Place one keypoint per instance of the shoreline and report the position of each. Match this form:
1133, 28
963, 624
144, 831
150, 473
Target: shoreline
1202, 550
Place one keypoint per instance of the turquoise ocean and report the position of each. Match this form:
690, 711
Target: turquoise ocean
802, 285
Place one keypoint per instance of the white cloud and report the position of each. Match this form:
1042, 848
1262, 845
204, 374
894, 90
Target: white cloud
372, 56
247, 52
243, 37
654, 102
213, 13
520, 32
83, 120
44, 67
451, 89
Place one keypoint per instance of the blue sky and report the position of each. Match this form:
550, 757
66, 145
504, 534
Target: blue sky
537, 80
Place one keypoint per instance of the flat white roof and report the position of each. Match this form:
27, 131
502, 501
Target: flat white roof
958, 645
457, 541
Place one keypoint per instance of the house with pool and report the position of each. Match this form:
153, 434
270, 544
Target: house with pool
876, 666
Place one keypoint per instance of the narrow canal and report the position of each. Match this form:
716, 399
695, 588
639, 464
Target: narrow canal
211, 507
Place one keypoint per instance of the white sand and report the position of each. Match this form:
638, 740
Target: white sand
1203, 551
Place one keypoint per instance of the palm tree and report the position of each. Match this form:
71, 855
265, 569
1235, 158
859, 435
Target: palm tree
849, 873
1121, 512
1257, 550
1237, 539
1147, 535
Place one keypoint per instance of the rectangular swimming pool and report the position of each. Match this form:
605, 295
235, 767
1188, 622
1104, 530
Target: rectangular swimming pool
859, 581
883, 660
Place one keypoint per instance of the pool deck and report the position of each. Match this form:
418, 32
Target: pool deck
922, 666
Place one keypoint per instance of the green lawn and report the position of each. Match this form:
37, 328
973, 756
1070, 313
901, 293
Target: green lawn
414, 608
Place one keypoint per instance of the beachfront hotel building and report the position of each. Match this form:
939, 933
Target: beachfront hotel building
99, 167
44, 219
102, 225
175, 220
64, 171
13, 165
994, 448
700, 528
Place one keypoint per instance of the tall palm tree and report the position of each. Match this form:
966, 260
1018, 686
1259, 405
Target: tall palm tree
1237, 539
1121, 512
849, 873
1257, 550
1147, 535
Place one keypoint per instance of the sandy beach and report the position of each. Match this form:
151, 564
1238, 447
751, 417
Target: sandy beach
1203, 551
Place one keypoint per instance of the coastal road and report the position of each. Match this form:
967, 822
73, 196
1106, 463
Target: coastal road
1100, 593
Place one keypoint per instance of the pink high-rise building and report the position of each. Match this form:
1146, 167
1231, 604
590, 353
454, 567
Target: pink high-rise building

● What the task requires
Once you have checked every line of the material above, return the ones that hold the string "high".

● Result
Place one keypoint per instance of the pink high-rise building and report the position of each. Match this form:
Target: pink high-rise building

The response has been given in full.